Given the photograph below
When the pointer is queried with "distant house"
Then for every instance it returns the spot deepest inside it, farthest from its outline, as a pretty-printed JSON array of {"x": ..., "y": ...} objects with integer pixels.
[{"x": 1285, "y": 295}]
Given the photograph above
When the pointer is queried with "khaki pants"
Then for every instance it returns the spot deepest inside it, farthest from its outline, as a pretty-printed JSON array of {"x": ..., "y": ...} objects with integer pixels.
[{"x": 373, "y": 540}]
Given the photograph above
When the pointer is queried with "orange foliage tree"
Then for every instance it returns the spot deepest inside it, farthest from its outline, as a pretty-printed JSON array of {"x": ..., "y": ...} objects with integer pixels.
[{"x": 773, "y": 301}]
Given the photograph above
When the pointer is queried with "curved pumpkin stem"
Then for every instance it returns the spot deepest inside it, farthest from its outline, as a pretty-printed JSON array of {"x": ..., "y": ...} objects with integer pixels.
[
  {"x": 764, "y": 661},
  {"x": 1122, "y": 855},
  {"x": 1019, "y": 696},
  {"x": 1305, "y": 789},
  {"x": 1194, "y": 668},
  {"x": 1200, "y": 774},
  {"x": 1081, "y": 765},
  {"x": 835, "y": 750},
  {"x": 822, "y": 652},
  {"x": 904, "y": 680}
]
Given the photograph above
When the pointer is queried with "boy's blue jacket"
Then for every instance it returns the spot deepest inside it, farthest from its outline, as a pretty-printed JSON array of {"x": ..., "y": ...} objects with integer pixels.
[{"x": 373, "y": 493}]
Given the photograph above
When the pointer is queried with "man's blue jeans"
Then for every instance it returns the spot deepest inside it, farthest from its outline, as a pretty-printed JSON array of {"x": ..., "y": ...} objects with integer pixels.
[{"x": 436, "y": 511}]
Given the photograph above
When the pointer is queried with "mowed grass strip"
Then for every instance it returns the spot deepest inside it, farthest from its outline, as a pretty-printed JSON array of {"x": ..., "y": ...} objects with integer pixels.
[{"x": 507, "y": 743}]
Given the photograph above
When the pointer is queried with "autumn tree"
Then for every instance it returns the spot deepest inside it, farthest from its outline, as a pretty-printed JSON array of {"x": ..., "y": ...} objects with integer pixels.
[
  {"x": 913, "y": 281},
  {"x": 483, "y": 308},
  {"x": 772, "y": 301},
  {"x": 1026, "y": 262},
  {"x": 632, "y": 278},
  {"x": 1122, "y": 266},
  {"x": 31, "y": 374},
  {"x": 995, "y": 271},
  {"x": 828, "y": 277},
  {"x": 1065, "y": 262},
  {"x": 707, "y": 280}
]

What this task involves -
Tally the lines in the records above that contain the word "tree", and give only that number.

Written answer -
2